───── INPUT FOR THIS TASK ─────

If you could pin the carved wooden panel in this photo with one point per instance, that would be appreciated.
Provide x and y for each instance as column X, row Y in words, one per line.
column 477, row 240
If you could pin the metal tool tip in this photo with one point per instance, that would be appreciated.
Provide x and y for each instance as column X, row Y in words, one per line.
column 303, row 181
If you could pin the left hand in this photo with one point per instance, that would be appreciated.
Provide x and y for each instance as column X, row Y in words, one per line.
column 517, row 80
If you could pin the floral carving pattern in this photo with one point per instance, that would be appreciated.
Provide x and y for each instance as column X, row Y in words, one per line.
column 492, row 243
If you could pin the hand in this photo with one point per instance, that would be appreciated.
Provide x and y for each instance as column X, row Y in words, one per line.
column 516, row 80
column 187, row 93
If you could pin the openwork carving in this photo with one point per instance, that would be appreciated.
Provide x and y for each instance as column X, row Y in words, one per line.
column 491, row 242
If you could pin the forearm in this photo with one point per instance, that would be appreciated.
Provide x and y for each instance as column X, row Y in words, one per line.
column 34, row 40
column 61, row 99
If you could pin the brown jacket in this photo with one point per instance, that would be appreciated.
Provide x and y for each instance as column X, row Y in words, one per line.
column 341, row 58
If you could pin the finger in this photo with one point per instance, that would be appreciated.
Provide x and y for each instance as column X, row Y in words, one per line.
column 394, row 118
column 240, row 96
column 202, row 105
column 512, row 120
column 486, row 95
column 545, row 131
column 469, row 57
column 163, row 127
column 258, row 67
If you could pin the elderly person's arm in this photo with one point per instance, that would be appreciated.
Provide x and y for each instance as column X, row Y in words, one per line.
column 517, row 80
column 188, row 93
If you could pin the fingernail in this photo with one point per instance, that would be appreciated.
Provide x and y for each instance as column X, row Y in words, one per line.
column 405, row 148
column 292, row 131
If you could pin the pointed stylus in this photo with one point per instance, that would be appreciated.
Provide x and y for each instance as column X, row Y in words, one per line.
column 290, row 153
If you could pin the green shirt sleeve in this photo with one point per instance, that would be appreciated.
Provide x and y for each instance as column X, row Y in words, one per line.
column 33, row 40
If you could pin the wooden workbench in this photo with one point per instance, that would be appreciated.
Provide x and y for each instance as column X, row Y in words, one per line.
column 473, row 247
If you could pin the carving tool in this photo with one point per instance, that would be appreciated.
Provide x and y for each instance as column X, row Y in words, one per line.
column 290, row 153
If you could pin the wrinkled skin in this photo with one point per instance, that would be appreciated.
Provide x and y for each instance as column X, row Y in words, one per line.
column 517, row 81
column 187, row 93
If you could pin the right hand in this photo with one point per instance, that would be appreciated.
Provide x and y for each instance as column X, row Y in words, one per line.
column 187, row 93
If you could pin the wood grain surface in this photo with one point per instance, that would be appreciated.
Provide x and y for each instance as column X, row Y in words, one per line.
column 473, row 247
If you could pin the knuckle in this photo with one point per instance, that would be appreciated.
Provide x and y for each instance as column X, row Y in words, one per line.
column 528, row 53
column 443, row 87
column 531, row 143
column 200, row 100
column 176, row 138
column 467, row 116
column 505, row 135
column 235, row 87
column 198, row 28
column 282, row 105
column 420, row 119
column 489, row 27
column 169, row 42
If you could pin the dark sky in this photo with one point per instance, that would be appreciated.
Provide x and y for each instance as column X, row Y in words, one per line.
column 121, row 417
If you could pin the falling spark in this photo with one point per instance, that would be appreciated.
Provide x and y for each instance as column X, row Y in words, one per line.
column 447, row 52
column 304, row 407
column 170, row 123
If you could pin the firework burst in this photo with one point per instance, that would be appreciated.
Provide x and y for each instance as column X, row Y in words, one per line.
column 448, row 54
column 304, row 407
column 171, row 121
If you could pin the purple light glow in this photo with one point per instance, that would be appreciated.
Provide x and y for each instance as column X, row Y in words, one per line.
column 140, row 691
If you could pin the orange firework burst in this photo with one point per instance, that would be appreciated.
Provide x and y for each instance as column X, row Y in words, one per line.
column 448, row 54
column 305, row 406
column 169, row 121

─────

TASK INSTRUCTIONS:
Render every line of the rows above as a JSON list of strings, one string per line, and leave out any blank lines.

WRITTEN ANSWER:
[
  "If you could pin the carved wooden panel in this photo with one point per instance, that would be appreciated.",
  "Provide x and y for each instance as column X, row Y in words, one per line.",
  "column 477, row 240",
  "If you could pin the metal tool tip in this photo with one point per instance, that would be appreciated.",
  "Provide x and y for each instance as column X, row Y in words, one per line.",
  "column 303, row 181",
  "If you could pin the left hand in this photo with one point per instance, that would be appreciated.",
  "Provide x and y for each instance as column X, row Y in words, one per line.",
  "column 517, row 80",
  "If you could pin the floral carving pattern in this photo with one point per instance, that would be appreciated.",
  "Provide x and y for each instance as column X, row Y in words, one per line.",
  "column 492, row 243",
  "If you could pin the hand in this photo with one point per instance, that would be appreciated.",
  "Provide x and y for each instance as column X, row Y in words, one per line.",
  "column 516, row 80",
  "column 187, row 93",
  "If you could pin the openwork carving in this photo with one point per instance, that would be appreciated.",
  "Provide x and y for each instance as column X, row Y in words, one per line.",
  "column 491, row 242",
  "If you could pin the forearm in this photo with one point per instance, that would be appreciated.",
  "Provide x and y for each instance as column X, row Y in words, one per line.",
  "column 34, row 40",
  "column 61, row 99",
  "If you could pin the brown jacket in this photo with one point per instance, that would be appreciated.",
  "Provide x and y for each instance as column X, row Y in words, one per line.",
  "column 341, row 58",
  "If you could pin the finger in this photo with one point per instance, that would be appreciated.",
  "Provide x and y for each instance as column X, row Y in words, one per line.",
  "column 394, row 118",
  "column 240, row 96",
  "column 202, row 105",
  "column 512, row 120",
  "column 486, row 95",
  "column 545, row 131",
  "column 469, row 57",
  "column 163, row 127",
  "column 258, row 67",
  "If you could pin the elderly person's arm in this photo with one point per instance, that would be appreciated.",
  "Provide x and y for each instance as column X, row Y in words, one per line.",
  "column 517, row 80",
  "column 188, row 93",
  "If you could pin the fingernail in this photo with one point per instance, that would be appreciated.",
  "Provide x and y for each instance as column X, row Y in words, one per line.",
  "column 405, row 148",
  "column 292, row 131",
  "If you could pin the pointed stylus in this photo with one point per instance, that would be appreciated.",
  "Provide x and y for each instance as column X, row Y in words, one per line.",
  "column 290, row 153",
  "If you could pin the green shirt sleeve in this photo with one point per instance, that would be appreciated.",
  "Provide x and y for each instance as column X, row Y in words, one per line.",
  "column 33, row 40",
  "If you could pin the wooden workbench in this photo with one point per instance, that would be appreciated.",
  "Provide x and y for each instance as column X, row Y in words, one per line.",
  "column 473, row 247",
  "If you could pin the carving tool in this photo with one point per instance, that would be appreciated.",
  "Provide x and y for each instance as column X, row Y in words, one per line.",
  "column 290, row 153",
  "If you could pin the wrinkled skin in this photo with one point per instance, that would be appreciated.",
  "Provide x and y for each instance as column X, row Y in words, one per line.",
  "column 517, row 81",
  "column 187, row 93",
  "If you could pin the right hand in this photo with one point per instance, that would be appreciated.",
  "Provide x and y for each instance as column X, row Y in words, one per line.",
  "column 187, row 93",
  "If you could pin the wood grain surface in this photo with one point per instance, that would be appreciated.",
  "Provide x and y for each instance as column X, row Y in words, one per line.",
  "column 473, row 247",
  "If you could pin the knuckle in this photo with one point per instance, that would be appreciated.",
  "Provide x and y for each instance as column X, row Y in words, one per line.",
  "column 528, row 53",
  "column 443, row 87",
  "column 531, row 143",
  "column 200, row 100",
  "column 176, row 138",
  "column 467, row 116",
  "column 505, row 135",
  "column 235, row 87",
  "column 198, row 28",
  "column 282, row 105",
  "column 420, row 119",
  "column 489, row 27",
  "column 169, row 42",
  "If you could pin the dark sky in this photo with one point per instance, that would be appreciated.",
  "Provide x and y for each instance as column X, row Y in words, one per line.",
  "column 121, row 417",
  "If you could pin the falling spark in this photo with one point per instance, that would be appreciated.",
  "Provide x and y for each instance as column X, row Y in words, one per line.",
  "column 447, row 52",
  "column 304, row 407",
  "column 170, row 123",
  "If you could pin the firework burst in this photo with one point per instance, that would be appreciated.",
  "Provide x and y for each instance as column X, row Y in words, one per line.",
  "column 448, row 54",
  "column 304, row 407",
  "column 171, row 121",
  "If you could pin the purple light glow in this photo with one point per instance, that would be appreciated.",
  "Provide x and y for each instance as column X, row Y in words, one per line.",
  "column 140, row 691",
  "If you could pin the orange firework burst in this photo with one point per instance, that would be appreciated.",
  "Provide x and y for each instance as column X, row Y in words, one per line.",
  "column 448, row 54",
  "column 305, row 406",
  "column 169, row 121"
]